Exercise data:
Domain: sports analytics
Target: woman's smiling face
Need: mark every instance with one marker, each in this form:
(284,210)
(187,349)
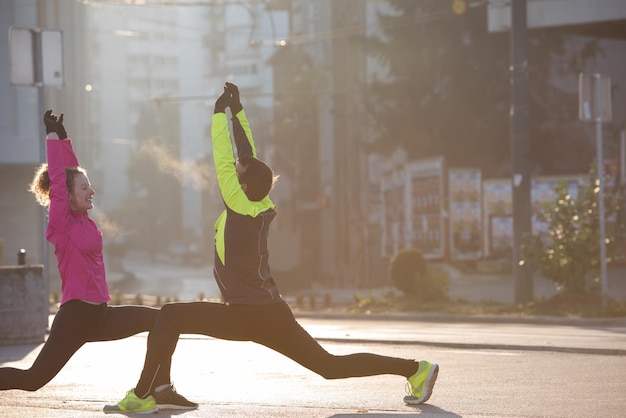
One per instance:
(81,196)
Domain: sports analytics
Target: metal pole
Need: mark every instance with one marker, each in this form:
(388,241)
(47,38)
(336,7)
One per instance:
(600,156)
(42,158)
(520,149)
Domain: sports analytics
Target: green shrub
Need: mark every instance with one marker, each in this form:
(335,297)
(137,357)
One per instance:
(409,273)
(569,252)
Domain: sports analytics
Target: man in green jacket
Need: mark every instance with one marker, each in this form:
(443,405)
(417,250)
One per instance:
(253,309)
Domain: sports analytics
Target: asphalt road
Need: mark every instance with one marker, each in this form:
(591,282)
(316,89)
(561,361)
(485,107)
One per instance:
(513,372)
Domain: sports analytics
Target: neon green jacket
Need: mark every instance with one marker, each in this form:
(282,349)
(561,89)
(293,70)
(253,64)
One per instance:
(241,268)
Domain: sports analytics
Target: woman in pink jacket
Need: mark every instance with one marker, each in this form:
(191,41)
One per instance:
(63,187)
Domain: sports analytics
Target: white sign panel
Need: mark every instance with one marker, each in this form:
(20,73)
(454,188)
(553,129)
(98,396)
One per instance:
(26,57)
(52,58)
(22,57)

Activity:
Identify the lines in the entries above that contain "green", then copy them out.

Response to this task:
Target: green shrub
Target: man in green jacket
Target: neon green jacket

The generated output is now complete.